» **Excerpt to read**:
On to Lynn, who is still being evicted, still contemplating divorce, and whose daughters are still nearly too stupid to breath. Really no updates there, so…moving on.
Gretchen tried to launch her beauty line at some sort of women’s convention with lots of pink carpet and very few visitors, and I actually felt kind of bad. Objectively, a makeup line is a terrible idea since she’s not particularly famous and she always looks like she put on her face with a trowel and spackle gun, but Gretchen seems kind of sweet in a dumb way, and her booth actually looked great, and I felt bad. It was awkward, but also kind of predictable, but I have a hard time being joyful about poor, dim Gretchen’s completely foreseeable failure. I’m kind of a mensch that way.
And then Tamra. Ineffectual, frustrated Tamra. It was her birthday, she’s 42, and I actually would have pegged her more for 38 or 39, so I guess that’s nice for her. What’s not so nice for her is that her supposed good friend Vicki didn’t show up for her boozy birthday lunch, which looked like a lot of fun, but how did all of those drunk middle-aged people get home? Are there taxis in Orange County?

» **Explore the material**:
(a) Quote the stretch of the reality-show recap from "On to Lynn, who" through "there, so…moving on.".
(b) How might the reality-show recap go on? Write a continuation that picks up right after its last sentence.
The lines that come after this recap can be set aside.

» **Records shown**:

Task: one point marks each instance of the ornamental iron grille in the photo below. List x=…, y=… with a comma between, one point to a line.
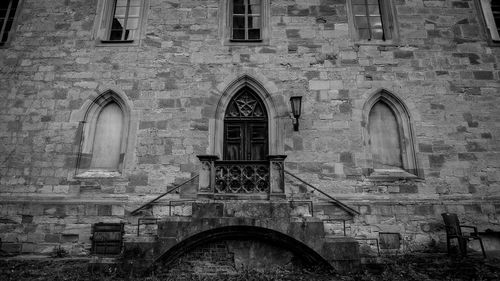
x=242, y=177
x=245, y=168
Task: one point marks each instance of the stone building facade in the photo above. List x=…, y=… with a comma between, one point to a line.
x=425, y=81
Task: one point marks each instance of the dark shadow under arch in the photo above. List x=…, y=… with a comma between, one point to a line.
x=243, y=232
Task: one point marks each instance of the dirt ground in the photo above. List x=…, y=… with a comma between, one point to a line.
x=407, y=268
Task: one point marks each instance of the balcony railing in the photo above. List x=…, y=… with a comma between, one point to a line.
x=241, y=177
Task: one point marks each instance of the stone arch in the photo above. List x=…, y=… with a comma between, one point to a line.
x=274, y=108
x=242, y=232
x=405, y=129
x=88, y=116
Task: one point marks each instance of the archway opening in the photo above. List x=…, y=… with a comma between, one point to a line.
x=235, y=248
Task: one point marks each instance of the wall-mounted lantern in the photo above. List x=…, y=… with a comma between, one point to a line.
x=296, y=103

--

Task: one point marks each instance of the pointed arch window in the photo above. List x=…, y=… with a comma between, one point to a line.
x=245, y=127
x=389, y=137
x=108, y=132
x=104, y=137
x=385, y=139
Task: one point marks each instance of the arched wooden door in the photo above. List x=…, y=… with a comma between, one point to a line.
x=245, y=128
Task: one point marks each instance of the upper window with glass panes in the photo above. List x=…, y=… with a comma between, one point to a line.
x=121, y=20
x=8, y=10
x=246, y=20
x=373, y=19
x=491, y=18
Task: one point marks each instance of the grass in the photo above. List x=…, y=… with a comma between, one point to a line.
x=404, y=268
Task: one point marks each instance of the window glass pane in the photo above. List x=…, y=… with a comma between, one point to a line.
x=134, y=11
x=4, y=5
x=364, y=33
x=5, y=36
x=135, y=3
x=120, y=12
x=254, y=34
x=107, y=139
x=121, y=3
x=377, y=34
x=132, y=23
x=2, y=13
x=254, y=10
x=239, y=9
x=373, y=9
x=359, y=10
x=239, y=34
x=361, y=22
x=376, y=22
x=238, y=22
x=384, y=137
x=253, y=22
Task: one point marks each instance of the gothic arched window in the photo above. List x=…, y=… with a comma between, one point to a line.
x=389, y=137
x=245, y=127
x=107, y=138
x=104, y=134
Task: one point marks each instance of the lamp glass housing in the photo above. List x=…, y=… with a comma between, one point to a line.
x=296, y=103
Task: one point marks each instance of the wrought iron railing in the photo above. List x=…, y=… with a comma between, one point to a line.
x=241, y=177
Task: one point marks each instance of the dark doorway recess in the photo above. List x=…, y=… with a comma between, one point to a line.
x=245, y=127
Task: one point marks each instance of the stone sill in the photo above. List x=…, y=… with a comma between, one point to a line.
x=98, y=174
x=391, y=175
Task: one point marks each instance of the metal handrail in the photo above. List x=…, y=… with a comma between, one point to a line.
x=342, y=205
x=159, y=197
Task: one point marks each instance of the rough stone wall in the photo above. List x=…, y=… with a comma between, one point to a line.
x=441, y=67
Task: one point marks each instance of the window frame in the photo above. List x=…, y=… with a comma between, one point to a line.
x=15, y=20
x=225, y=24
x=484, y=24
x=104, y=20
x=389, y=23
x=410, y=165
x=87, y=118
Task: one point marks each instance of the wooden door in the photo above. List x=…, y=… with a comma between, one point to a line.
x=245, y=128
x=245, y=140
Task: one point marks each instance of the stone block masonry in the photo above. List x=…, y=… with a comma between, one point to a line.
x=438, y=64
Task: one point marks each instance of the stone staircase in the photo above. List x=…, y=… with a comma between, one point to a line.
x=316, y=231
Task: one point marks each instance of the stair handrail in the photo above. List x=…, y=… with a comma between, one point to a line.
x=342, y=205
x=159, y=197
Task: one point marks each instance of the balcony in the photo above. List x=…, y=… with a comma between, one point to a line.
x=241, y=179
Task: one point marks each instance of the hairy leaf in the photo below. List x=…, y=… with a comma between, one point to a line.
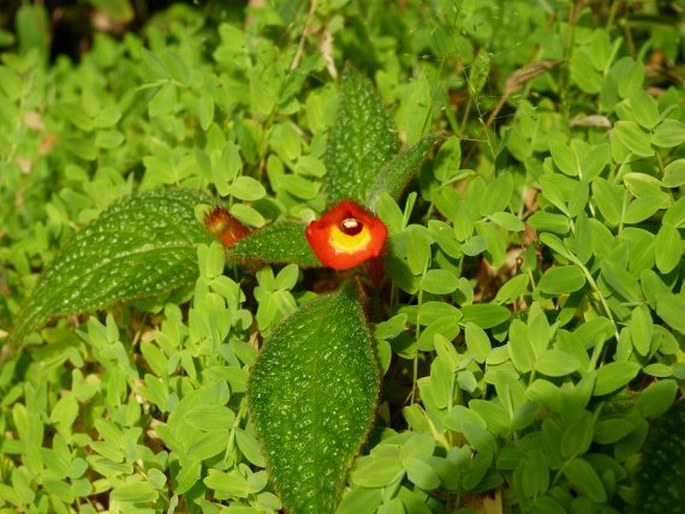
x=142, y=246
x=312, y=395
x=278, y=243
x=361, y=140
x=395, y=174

--

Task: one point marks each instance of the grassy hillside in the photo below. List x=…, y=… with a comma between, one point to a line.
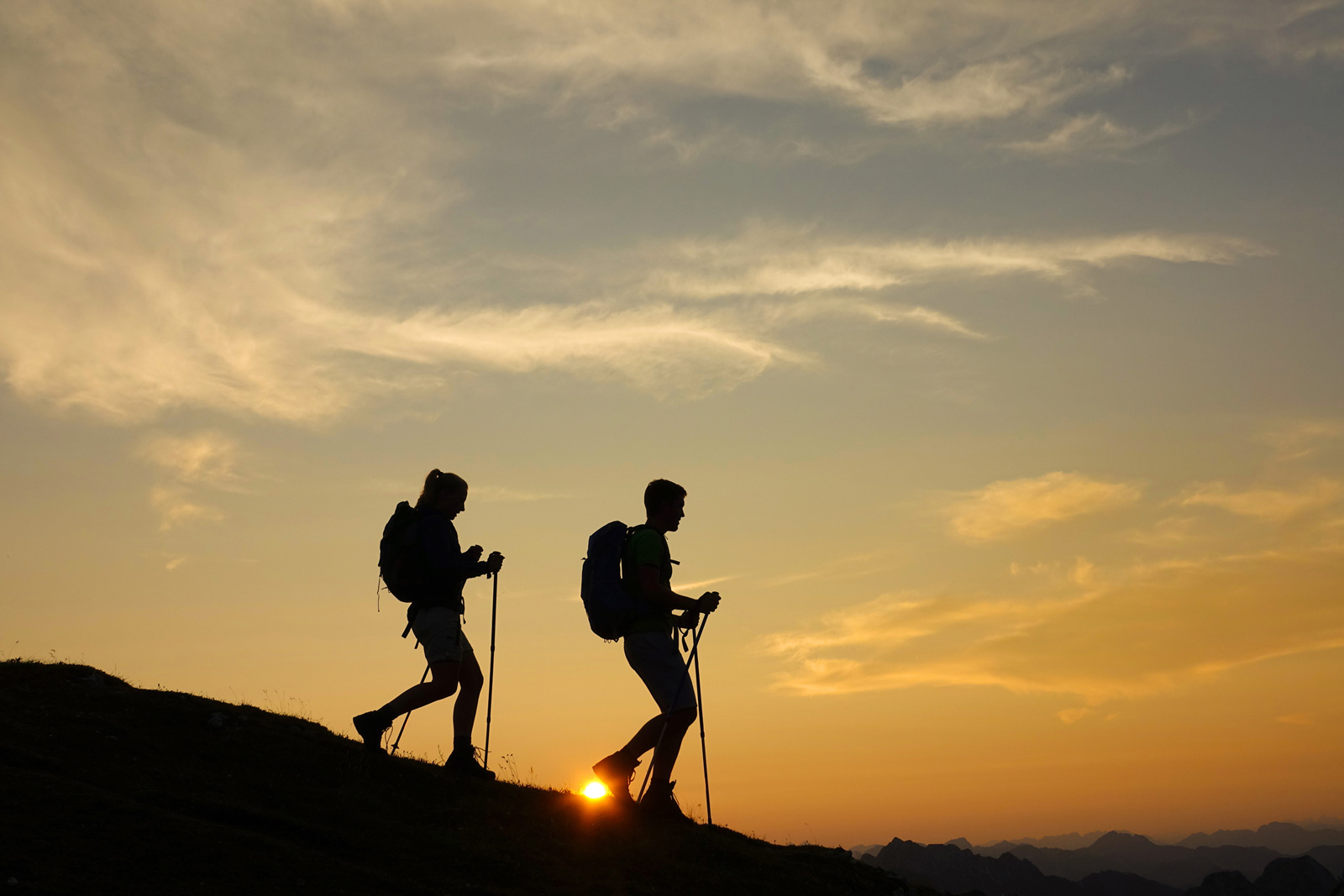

» **Answers to the exercises**:
(a)
On to Lynn, who is still being evicted, still contemplating divorce, and whose daughters are still nearly too stupid to breath. Really no updates there, so…moving on.

(b)
Anyway, I digress. Tamra and Vicki had previously gone on a little hike to talk about the Bayside Brawl, and things didn’t go so well, mostly because Tamra wouldn’t just shut up and go along with everything Vicki said, and Vicki gets all panicky and huffy when people disagree with her. As dicussed previously, Vicki may not understand irony but she does understand spite, so instead of taking an hour off to go to her friend’s birthday lunch, she used work as an excuse to skip it and sent her assistant with a gift that appeared to be still in the original shopping bag, plus some tissue paper. In the annals of passive-aggressiveness, Vicki is bucking for a spot on the Hall of Fame.
Not even the copious amounts of booze at her drunken lunch could distract Tamra from her relationships problem, and she spent dinner with him, alternately fawning, arguing, and encouraging him to get drunk. It seemed like every time they sort of had a sweet moment, Simon just had to have SOMETHING to say about what a saint he is for putting up with her, and even if she is sort of vile, he doesn’t get any extra credit since, you know, he was the one that picked her. If he didn’t want her, he shouldn’t have picked her. There are probably scads of dumb women out there who could have been convinced to marry him. That kind of says a lot about America, doesn’t it?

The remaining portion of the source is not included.